Point localization data
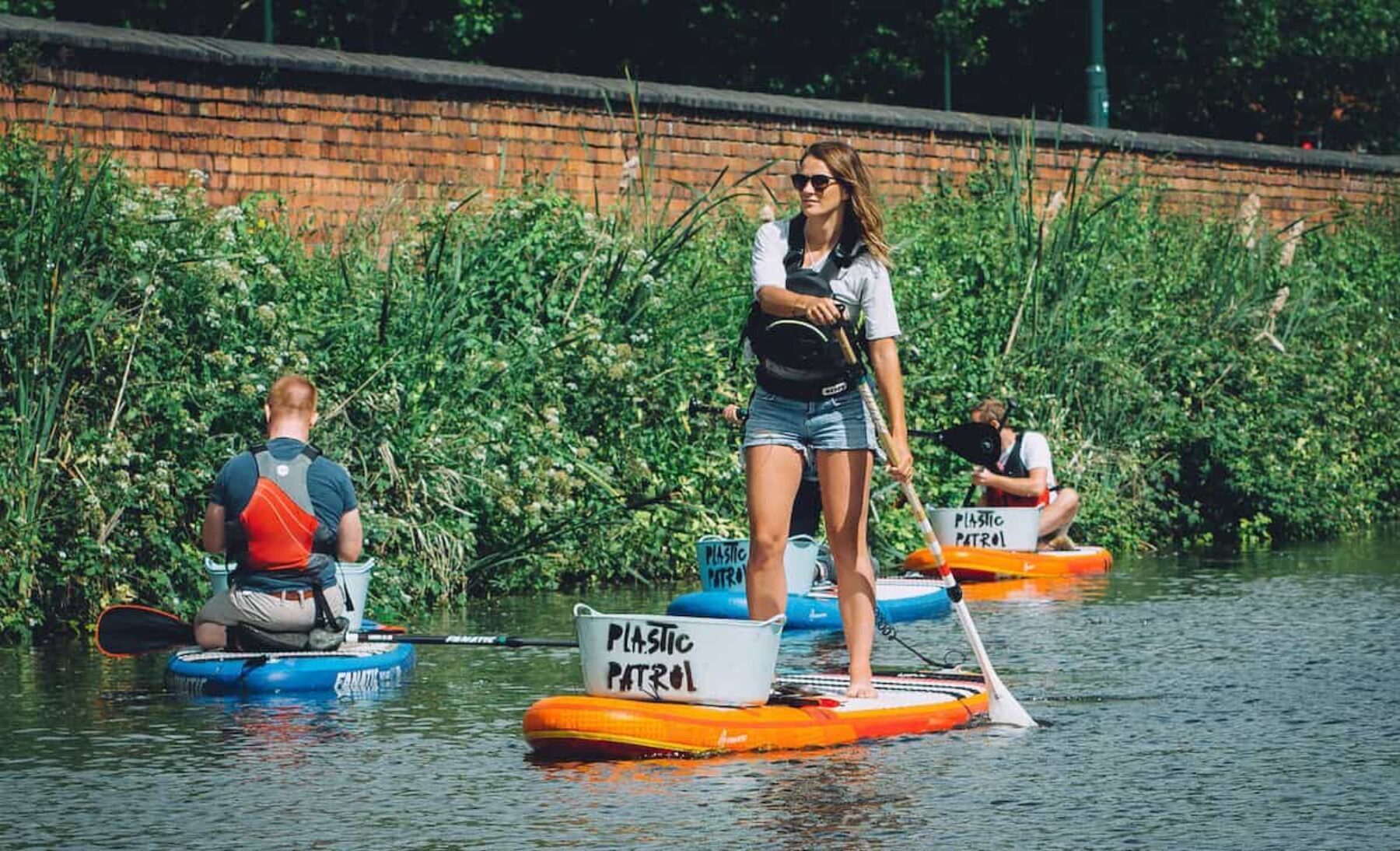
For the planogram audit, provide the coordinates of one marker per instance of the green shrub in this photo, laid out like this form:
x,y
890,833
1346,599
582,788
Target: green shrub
x,y
507,383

AIM OF THE EXERCISE: I'd like the records above given again exactly, please, without the pictures.

TASK OUTPUT:
For the planogram audit, provide the coordinates of one marker per instance of the green shrub in this photo, laid out like this form:
x,y
890,833
1346,599
582,788
Target: green shrub
x,y
507,383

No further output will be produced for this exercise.